■ Materials provided
————————
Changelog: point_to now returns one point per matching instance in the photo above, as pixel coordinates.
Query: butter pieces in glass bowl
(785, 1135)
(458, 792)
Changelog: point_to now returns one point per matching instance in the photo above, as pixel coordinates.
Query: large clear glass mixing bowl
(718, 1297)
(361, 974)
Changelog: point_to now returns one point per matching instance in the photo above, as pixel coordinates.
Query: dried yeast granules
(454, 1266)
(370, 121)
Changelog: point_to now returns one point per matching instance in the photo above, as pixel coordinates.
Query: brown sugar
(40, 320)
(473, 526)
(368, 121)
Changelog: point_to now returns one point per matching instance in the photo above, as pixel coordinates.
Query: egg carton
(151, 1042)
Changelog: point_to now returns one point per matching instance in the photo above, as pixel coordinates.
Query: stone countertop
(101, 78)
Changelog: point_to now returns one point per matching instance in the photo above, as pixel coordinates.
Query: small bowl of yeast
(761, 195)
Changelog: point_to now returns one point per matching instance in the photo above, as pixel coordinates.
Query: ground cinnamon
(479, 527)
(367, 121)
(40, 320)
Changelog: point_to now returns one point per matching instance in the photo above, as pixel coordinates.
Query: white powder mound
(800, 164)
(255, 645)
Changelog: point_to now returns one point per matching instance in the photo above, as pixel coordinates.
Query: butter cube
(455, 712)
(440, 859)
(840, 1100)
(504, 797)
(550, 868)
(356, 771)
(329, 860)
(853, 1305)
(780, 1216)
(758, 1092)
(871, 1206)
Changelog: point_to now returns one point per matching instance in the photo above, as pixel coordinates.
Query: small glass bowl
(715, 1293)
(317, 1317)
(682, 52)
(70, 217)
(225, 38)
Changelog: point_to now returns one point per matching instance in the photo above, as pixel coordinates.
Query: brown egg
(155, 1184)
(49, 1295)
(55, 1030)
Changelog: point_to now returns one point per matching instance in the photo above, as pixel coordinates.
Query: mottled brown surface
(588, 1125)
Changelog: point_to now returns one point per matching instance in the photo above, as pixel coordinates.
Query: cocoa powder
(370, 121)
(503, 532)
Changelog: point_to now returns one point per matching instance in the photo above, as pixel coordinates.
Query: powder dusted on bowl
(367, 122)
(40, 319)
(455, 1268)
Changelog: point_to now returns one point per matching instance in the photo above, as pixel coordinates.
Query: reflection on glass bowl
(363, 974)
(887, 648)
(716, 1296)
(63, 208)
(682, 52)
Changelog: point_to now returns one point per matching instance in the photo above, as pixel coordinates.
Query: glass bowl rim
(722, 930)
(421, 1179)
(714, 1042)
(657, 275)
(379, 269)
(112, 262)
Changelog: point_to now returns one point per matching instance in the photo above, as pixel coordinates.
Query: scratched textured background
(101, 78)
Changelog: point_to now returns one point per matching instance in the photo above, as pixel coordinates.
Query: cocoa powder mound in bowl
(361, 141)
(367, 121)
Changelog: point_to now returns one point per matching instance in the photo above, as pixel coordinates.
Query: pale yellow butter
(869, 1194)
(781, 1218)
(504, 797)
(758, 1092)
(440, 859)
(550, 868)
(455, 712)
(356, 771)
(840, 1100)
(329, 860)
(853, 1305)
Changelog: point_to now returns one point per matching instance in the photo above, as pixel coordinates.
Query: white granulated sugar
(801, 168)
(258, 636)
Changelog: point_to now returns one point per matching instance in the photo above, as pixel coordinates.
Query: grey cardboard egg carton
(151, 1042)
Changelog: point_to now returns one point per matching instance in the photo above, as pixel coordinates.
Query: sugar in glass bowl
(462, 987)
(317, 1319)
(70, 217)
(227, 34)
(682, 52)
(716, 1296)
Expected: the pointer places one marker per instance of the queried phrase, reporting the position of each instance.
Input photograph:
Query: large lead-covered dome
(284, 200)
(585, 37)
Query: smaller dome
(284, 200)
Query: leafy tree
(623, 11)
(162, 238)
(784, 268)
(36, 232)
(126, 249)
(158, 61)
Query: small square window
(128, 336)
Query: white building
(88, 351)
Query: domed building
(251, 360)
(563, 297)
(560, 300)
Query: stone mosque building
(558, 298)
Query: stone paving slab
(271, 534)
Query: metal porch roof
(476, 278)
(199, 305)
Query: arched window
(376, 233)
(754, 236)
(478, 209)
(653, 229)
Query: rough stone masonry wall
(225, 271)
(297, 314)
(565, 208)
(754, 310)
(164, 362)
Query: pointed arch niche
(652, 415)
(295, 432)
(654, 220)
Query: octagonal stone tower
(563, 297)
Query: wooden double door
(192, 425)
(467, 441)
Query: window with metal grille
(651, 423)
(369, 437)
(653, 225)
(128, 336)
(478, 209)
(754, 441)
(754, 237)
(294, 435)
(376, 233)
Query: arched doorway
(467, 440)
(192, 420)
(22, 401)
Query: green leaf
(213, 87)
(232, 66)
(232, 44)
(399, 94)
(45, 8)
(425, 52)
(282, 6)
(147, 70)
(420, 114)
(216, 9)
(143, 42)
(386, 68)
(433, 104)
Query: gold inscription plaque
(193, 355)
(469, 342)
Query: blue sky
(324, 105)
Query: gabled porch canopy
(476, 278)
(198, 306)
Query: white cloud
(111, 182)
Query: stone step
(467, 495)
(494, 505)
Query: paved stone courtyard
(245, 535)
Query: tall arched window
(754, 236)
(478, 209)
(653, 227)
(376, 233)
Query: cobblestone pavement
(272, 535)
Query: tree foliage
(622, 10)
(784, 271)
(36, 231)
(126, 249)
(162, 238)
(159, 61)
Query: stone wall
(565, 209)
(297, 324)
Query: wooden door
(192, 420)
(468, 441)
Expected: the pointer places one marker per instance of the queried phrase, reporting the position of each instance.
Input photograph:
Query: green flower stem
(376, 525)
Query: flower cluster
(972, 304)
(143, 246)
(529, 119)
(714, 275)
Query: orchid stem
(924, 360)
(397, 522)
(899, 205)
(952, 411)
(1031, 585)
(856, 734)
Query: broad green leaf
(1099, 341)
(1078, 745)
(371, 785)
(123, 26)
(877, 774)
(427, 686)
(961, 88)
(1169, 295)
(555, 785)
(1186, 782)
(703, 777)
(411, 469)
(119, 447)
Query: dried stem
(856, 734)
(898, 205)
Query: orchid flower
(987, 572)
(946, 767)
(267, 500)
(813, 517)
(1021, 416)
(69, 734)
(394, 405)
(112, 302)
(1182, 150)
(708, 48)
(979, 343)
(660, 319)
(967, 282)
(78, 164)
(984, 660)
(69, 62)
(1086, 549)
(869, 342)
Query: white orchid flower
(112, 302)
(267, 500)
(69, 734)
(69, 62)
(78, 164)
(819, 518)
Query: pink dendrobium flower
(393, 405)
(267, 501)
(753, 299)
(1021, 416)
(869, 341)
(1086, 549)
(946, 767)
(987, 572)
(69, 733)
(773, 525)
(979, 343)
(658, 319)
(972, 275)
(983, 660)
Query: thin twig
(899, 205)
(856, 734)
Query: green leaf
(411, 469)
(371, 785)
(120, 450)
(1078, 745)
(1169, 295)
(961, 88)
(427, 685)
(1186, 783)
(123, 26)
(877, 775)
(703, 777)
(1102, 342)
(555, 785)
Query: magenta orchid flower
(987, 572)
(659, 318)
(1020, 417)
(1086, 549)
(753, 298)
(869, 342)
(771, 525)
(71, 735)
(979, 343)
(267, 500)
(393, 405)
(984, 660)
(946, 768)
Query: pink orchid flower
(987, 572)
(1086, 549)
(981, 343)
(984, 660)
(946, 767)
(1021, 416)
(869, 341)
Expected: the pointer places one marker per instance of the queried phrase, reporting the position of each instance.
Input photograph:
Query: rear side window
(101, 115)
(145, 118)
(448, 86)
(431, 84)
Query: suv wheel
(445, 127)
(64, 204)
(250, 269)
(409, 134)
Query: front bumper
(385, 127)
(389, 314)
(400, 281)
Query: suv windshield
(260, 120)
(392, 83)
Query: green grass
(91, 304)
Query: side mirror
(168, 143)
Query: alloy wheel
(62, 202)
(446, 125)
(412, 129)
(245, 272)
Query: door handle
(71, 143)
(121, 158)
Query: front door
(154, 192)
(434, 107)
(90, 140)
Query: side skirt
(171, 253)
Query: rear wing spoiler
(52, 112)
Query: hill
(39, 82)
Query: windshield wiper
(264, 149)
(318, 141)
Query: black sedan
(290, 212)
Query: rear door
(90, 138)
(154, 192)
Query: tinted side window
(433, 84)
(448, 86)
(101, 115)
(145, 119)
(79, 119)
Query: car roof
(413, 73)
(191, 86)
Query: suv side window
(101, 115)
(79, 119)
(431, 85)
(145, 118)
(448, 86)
————————
■ Problem statement
Nothing but the lines from the one containing "Query: door handle" through the last line of the data above should be set down, word for word.

■ Answer
Query: door handle
(71, 143)
(121, 158)
Query: front door
(154, 192)
(434, 107)
(90, 140)
Query: side skirt
(171, 253)
Query: rear wing spoiler
(52, 112)
Query: hill
(39, 82)
Query: windshield wiper
(264, 149)
(318, 141)
Query: black sedan
(290, 212)
Query: rear door
(90, 138)
(154, 192)
Query: tinted side window
(433, 84)
(448, 86)
(101, 115)
(145, 119)
(79, 119)
Query: car roof
(413, 73)
(191, 86)
Query: suv side window
(101, 115)
(79, 119)
(431, 85)
(145, 118)
(448, 86)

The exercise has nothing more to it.